▶ **TASK DIRECTIONS**
Give back the entire listing below, unaltered.

▶ **GIVEN RECORDS**
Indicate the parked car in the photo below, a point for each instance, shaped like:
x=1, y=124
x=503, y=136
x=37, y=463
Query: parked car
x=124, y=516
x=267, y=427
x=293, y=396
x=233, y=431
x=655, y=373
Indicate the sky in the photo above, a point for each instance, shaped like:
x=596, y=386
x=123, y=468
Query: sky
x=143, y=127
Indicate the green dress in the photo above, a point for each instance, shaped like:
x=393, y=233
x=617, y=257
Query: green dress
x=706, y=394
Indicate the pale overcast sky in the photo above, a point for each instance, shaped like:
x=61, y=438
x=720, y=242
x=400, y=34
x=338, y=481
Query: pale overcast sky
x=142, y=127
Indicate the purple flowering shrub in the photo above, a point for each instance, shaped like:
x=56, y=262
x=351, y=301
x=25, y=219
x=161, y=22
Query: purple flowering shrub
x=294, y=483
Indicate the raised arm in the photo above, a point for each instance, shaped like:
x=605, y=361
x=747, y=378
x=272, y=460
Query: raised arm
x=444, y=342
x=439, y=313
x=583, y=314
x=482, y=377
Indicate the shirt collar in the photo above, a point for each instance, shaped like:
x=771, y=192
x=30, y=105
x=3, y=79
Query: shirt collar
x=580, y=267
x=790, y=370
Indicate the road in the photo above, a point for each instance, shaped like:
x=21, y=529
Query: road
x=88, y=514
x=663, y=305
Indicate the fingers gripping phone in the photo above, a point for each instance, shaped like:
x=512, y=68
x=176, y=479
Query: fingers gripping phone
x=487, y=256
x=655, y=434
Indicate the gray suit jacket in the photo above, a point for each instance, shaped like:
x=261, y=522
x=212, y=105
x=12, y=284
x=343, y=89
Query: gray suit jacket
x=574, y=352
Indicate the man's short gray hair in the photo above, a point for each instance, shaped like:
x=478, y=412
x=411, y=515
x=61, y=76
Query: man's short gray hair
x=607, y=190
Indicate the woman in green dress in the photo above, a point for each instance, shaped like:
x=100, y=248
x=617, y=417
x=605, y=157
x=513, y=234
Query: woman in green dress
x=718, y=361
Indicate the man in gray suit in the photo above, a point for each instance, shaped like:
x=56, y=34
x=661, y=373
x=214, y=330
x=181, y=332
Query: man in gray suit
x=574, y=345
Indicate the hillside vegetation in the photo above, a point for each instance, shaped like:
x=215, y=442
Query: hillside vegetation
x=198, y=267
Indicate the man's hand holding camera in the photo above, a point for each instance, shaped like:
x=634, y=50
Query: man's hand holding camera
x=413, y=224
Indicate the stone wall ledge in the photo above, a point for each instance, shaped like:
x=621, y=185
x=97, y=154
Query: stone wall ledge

▶ **RESPONSE AREA**
Indicate the parked car in the photo below, a point for each instance, shaped like:
x=1, y=124
x=503, y=136
x=37, y=463
Query: parked car
x=124, y=516
x=267, y=427
x=293, y=396
x=233, y=431
x=655, y=373
Indicate the sky in the photo above, a point for each instance, shaped like:
x=596, y=386
x=123, y=468
Query: sky
x=143, y=127
Indicate the green dress in the photo above, a point for each instance, shaped like:
x=393, y=233
x=617, y=257
Query: green dress
x=706, y=394
Indicate the pale overcast sky in the photo above, a point for each instance, shaped like:
x=61, y=438
x=720, y=242
x=400, y=34
x=338, y=481
Query: pale overcast sky
x=142, y=127
Indicate the purple flowering shrub in the photo above, a point for each instance, shaped like:
x=56, y=262
x=351, y=301
x=25, y=219
x=161, y=22
Query: purple flowering shrub
x=294, y=483
Indicate the raised arm in the photo above, a point for each instance, shaped like:
x=605, y=361
x=747, y=378
x=272, y=460
Query: raised arm
x=444, y=342
x=439, y=313
x=583, y=314
x=482, y=377
Indicate the shirt collar in the photo above, a point for each instance, shaped like:
x=771, y=192
x=30, y=105
x=3, y=79
Query: shirt collar
x=580, y=267
x=790, y=370
Indicate the road in the photo above, a point for each instance, shaped like:
x=21, y=529
Query: road
x=88, y=514
x=663, y=305
Indicate the fingers gripping phone in the photo above, a point for each instance, shaped like:
x=512, y=68
x=176, y=479
Query: fingers gripping phone
x=487, y=256
x=655, y=434
Indicate the gray suit jacket in the photo above, a point for each instance, shaped like:
x=261, y=522
x=212, y=105
x=12, y=284
x=343, y=89
Query: gray suit jacket
x=574, y=352
Indicate the man's short gray hair in the photo above, a point for each instance, shaped like:
x=478, y=412
x=411, y=515
x=61, y=76
Query: man's short gray hair
x=607, y=190
Indicate the woman in green dress in the photo above, a point for each instance, shaped like:
x=100, y=248
x=617, y=417
x=605, y=157
x=513, y=234
Query: woman in green dress
x=718, y=361
Indicate the man in gray suit in the photo above, a point for each instance, shaped like:
x=56, y=34
x=661, y=373
x=214, y=330
x=181, y=332
Query: man in gray suit
x=574, y=345
Indicate the hillside vegetation in the photo above, a point for each instance, shaped like:
x=215, y=442
Query: hillside vegetation
x=198, y=267
Indicate the man's hand holding camera in the photo above, a point for each instance, shaped like:
x=634, y=50
Query: man's hand holding camera
x=413, y=224
Indicate the stone wall ledge in the photo above, a point for each instance, shaped like:
x=621, y=185
x=97, y=154
Query: stone wall ledge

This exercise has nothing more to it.